'''

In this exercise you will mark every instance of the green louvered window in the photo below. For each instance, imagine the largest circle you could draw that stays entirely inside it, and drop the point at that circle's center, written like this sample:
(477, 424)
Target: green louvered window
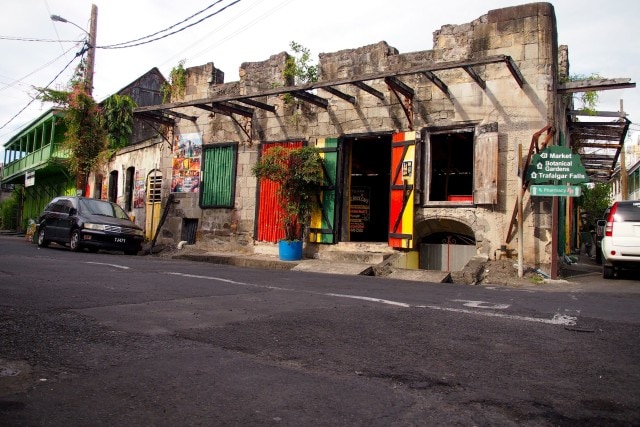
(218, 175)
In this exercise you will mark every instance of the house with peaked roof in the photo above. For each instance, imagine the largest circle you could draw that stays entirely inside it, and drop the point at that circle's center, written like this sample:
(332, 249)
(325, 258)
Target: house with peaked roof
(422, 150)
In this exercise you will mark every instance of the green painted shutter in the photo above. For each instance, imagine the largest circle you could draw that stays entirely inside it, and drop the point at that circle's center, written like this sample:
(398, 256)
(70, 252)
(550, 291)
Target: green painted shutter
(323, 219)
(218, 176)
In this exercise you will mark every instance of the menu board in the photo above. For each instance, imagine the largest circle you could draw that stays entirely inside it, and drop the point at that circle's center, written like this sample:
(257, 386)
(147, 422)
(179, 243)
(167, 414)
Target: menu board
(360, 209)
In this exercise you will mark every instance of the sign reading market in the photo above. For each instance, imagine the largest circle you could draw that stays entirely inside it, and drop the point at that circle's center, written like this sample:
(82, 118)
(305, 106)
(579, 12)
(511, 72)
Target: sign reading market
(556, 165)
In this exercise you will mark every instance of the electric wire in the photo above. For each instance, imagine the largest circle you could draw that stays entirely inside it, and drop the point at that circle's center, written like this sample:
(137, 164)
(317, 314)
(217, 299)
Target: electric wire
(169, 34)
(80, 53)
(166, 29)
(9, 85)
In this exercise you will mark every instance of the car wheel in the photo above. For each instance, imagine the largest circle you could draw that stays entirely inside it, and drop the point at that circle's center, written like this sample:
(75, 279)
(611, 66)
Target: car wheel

'''

EXERCISE REQUIREMENTS =>
Leave the images out and output the remaining material exactly as it stands.

TASK ANSWER =>
In this exercise you will mark every instance of the green louvered window in the photo below. For each instance, imagine the largest circle you could draw that stays entirely inside it, and drop the point at that circle's center, written like this sample:
(477, 424)
Target: green louvered window
(218, 175)
In this exercise you will mark every instance of the house with peaked roof in the photo above. For each instance, imagine the largest circle you could draw that stays entirely inside it, and drop the point at that circle's center, written like this sample:
(332, 249)
(325, 258)
Target: house with peaked roof
(422, 150)
In this exercise you will mark every instance of the green painted shutter in the photo above. For each instance, imagine the largest circle you could draw that stays entirely inside it, and drop the point at that circle's center, written like this sample:
(398, 256)
(70, 252)
(550, 291)
Target: green painted shutter
(323, 219)
(218, 176)
In this exercise you will mark every instance of the menu board in the photo above. For each instance, imagine the largest circle you could draw that stays entirely inside it, and drop the point at that circle's center, written like this sample:
(257, 386)
(147, 422)
(179, 243)
(167, 414)
Target: menu board
(360, 209)
In this exercise you will mark every instance of the sign reading market in the photo above. For each instance, imagine the largest circle you could draw that stays entirely inside it, and drop the point at that circle's center, written like this sample:
(82, 118)
(305, 106)
(579, 12)
(511, 72)
Target: sign reading market
(556, 165)
In this exercise you will mark every instance of the electric wire in the photo above. For each instance, imagine the largest circle you could draw that stays entirely inside it, and drop the point at that circle's center, written like this sample:
(137, 164)
(317, 314)
(217, 299)
Target: electric wire
(169, 34)
(80, 53)
(166, 29)
(9, 85)
In this exercise you will mark every instance of the car wheel in the photo above. For each instance, imagine the largest circle you could draw that stays entirely inside it, and drop the point at that circle's center, written like this sample:
(75, 279)
(611, 66)
Target: car wheel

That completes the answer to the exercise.